▸ **SHORT PROBLEM**
Can you put the lines from the one containing "Given the sports broadcast screenshot above, find each purple" down to the one containing "[691,579,740,625]" into a Markdown table with columns named Row and Line, numbering each row and skipping any blank lines?

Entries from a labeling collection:
# # #

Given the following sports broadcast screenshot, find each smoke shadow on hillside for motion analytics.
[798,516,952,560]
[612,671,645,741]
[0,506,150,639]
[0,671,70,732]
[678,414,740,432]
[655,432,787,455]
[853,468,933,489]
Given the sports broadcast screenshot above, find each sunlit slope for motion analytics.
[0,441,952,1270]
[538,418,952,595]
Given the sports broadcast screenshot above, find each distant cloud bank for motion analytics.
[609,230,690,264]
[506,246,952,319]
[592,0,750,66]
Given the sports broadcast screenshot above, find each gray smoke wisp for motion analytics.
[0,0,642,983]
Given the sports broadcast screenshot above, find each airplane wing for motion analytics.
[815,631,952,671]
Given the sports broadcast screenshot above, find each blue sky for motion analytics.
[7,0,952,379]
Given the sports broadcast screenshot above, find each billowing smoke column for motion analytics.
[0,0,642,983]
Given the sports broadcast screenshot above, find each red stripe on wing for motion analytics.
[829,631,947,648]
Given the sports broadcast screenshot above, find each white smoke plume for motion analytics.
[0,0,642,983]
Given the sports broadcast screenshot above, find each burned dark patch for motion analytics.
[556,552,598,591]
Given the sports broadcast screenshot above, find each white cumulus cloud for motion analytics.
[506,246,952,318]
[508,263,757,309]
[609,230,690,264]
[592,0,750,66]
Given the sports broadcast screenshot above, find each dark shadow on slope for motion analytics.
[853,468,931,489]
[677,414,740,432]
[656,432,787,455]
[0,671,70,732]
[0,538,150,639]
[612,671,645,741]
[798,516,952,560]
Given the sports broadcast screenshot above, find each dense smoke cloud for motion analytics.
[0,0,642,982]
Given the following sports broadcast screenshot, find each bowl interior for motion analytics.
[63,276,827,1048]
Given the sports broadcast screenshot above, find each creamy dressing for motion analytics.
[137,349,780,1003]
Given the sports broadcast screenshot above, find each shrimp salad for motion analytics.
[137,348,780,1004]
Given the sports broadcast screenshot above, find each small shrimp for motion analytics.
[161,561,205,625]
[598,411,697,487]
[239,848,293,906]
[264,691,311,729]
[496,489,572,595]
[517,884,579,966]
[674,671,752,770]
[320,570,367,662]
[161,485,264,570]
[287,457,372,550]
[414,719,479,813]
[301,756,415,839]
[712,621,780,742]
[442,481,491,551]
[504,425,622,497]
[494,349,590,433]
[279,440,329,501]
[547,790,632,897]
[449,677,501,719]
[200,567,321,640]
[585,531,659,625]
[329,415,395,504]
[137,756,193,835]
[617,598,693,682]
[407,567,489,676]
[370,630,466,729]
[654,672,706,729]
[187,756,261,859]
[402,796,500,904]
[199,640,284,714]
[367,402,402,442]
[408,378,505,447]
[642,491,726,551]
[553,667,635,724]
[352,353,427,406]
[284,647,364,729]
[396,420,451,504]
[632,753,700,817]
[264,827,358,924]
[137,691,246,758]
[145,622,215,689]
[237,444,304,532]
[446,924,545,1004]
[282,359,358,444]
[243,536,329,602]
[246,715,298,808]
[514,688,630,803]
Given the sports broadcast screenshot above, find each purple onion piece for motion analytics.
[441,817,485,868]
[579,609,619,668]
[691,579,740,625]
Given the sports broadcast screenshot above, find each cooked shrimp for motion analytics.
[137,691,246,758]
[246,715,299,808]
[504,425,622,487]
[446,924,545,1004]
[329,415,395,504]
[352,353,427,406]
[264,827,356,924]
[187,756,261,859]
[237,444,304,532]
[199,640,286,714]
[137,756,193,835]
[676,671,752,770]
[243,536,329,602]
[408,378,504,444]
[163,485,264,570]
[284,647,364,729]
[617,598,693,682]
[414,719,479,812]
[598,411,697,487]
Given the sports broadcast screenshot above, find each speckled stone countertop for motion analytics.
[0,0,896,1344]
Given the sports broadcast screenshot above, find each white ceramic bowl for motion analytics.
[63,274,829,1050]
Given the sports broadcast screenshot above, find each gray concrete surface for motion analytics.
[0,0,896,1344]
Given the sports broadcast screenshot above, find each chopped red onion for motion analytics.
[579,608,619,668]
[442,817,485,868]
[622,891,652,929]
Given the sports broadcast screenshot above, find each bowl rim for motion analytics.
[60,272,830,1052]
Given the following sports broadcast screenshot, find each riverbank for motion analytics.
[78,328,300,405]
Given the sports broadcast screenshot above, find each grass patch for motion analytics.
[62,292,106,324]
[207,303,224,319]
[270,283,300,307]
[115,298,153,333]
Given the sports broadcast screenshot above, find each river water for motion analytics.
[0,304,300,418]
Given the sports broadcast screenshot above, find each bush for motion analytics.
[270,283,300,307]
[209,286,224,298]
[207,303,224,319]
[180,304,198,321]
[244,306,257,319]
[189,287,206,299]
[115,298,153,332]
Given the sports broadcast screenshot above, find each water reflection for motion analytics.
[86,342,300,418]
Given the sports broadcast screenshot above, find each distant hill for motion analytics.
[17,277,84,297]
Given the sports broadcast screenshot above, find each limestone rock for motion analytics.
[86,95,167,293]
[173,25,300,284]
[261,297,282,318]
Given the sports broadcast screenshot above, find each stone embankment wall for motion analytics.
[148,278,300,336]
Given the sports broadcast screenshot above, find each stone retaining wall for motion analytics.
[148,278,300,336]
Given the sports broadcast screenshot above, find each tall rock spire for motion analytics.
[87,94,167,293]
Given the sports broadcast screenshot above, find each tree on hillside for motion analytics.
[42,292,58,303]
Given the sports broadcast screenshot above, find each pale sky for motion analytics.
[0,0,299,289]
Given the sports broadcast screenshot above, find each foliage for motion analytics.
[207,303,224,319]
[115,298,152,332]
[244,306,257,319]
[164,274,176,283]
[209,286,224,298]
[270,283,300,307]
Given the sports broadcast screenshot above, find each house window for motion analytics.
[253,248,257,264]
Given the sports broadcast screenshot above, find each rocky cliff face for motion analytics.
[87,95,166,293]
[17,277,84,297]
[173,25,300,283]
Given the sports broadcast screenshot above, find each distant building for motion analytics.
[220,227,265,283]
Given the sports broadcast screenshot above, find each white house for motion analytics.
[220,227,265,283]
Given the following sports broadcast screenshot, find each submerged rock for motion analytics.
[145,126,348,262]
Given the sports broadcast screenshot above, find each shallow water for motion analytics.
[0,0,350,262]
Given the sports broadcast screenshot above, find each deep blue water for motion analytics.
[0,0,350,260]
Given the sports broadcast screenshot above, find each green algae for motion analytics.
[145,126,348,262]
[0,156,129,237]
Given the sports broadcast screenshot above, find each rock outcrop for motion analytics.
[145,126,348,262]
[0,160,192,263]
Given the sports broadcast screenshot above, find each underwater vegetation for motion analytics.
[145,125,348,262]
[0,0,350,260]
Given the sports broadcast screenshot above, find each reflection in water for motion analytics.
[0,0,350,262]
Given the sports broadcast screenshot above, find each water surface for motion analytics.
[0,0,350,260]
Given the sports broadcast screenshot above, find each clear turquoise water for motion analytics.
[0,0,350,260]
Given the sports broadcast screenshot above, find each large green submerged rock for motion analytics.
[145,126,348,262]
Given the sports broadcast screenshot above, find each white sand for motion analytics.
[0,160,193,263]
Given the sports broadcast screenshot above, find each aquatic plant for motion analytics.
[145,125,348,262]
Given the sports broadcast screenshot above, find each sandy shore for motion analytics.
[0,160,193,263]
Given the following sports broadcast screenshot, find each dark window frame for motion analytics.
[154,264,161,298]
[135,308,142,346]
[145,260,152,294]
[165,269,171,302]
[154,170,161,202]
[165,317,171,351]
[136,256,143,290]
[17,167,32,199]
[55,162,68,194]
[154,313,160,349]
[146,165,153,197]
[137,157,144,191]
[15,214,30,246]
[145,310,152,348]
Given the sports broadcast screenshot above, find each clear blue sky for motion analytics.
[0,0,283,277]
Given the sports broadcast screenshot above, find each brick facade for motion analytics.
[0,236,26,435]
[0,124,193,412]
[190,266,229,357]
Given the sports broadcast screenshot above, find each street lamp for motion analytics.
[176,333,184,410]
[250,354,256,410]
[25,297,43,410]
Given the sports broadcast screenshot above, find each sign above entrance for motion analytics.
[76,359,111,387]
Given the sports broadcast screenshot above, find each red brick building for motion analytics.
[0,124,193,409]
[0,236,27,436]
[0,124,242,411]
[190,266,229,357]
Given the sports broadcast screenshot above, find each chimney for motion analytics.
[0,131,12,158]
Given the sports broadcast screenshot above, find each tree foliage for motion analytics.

# # #

▸ **TASK RESPONSE**
| Row | Line |
|---|---|
| 1 | Given the sports broadcast screenshot above, find each purple onion piece for motion analytics. |
| 2 | [441,817,485,868] |
| 3 | [579,609,619,668] |
| 4 | [691,579,740,625] |